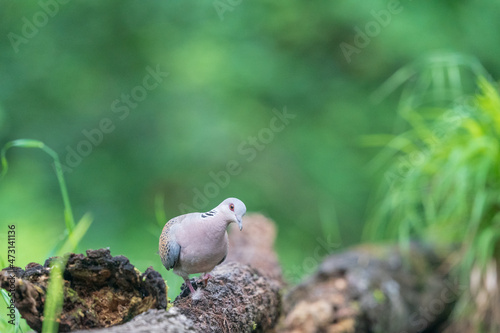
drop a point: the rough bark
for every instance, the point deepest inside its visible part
(243, 294)
(99, 291)
(367, 289)
(372, 289)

■ ■ ■ ■ ■

» **Task goal**
Omit every picture, then repeat the remaining data exactly as it appears above.

» **Answer for this exercise**
drop a point: the rough bark
for every instance, the point deepest inside its visible part
(243, 294)
(99, 291)
(367, 289)
(372, 289)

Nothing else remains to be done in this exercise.